**Instrução 1**
Segundo a mensagem do Papa para a Quaresma de 2012, qual é o cerne da vida cristã sobre o qual a Quaresma dá oportunidade de refletir?

**Trecho selecionado**
━━━━━━
Mensagem do Papa para Quaresma de 2012
«Prestemos atenção uns aos outros, para nos estimularmos ao amor
e às boas obras»
(Heb 10, 24)
Irmãos e irmãs!
A Quaresma oferece-nos a
oportunidade de refletir mais uma vez sobre o cerne da vida cristã: o amor. Com
efeito este é um tempo propício para renovarmos, com a ajuda da Palavra de Deus
e dos Sacramentos, o nosso caminho pessoal e comunitário de fé. Trata-se
de um percurso marcado pela oração e a partilha, pelo silêncio e o jejum, com a
esperança de viver a alegria pascal.
━━━━━━
**Material apresentado**
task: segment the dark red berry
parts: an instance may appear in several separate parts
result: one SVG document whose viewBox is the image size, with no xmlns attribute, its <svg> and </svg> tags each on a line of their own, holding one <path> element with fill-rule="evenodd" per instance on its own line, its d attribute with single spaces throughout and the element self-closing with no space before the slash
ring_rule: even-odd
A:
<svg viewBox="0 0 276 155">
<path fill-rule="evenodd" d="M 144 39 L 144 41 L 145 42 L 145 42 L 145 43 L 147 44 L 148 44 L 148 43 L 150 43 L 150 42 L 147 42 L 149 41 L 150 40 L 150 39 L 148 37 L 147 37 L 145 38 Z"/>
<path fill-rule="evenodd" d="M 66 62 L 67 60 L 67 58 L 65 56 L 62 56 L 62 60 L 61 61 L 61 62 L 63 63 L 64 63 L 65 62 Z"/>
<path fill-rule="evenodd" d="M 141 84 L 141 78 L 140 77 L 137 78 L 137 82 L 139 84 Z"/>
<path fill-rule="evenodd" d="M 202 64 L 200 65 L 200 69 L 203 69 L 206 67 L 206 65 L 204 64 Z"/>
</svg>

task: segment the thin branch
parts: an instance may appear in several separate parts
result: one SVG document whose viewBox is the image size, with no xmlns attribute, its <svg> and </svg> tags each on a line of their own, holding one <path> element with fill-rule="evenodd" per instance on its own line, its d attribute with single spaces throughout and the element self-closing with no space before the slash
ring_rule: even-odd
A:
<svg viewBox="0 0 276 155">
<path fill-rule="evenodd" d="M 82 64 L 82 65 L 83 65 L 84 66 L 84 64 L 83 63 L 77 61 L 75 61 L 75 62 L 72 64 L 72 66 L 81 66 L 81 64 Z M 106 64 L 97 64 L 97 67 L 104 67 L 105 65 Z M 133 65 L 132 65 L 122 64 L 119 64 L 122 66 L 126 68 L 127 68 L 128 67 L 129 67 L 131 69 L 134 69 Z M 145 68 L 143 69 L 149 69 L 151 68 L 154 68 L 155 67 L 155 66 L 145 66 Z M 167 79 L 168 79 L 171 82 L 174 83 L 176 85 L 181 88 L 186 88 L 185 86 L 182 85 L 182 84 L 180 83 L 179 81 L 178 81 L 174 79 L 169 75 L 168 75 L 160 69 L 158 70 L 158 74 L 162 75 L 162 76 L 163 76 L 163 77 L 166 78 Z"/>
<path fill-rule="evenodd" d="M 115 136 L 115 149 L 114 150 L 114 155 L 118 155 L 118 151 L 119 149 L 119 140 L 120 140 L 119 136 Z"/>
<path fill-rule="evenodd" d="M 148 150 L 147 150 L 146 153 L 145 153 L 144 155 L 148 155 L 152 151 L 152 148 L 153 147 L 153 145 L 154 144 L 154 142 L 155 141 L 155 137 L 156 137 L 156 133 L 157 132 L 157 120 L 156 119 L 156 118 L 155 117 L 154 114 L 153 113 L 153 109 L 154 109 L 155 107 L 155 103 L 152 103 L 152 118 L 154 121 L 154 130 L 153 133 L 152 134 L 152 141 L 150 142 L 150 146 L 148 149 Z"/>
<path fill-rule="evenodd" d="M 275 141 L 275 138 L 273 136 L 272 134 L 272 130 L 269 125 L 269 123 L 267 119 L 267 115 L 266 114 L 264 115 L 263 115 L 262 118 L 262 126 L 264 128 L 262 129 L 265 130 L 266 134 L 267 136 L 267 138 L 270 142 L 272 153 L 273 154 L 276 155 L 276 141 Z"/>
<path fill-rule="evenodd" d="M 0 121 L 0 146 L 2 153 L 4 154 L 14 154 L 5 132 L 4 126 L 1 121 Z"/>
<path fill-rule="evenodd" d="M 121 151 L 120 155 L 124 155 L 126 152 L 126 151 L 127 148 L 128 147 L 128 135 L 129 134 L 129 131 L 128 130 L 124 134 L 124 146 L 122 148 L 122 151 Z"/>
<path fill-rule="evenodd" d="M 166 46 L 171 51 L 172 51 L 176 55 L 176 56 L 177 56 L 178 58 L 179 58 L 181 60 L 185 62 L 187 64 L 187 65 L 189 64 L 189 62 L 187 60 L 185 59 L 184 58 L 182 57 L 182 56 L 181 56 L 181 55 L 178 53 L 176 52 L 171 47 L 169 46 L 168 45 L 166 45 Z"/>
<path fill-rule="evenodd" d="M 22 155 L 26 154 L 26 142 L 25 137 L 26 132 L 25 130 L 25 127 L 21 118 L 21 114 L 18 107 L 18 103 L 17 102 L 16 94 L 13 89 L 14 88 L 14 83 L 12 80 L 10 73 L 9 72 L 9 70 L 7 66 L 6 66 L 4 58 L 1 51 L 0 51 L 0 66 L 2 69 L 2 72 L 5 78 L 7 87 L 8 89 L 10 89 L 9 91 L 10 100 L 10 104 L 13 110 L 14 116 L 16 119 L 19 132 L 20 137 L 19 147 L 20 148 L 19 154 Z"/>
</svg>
━━━━━━
**Instrução 2**
Liste todas as linhas dos registros acima que contêm a palavra "task".

**Solução completa 1**
O amor.

**Solução completa 2**
task: segment the dark red berry
task: segment the thin branch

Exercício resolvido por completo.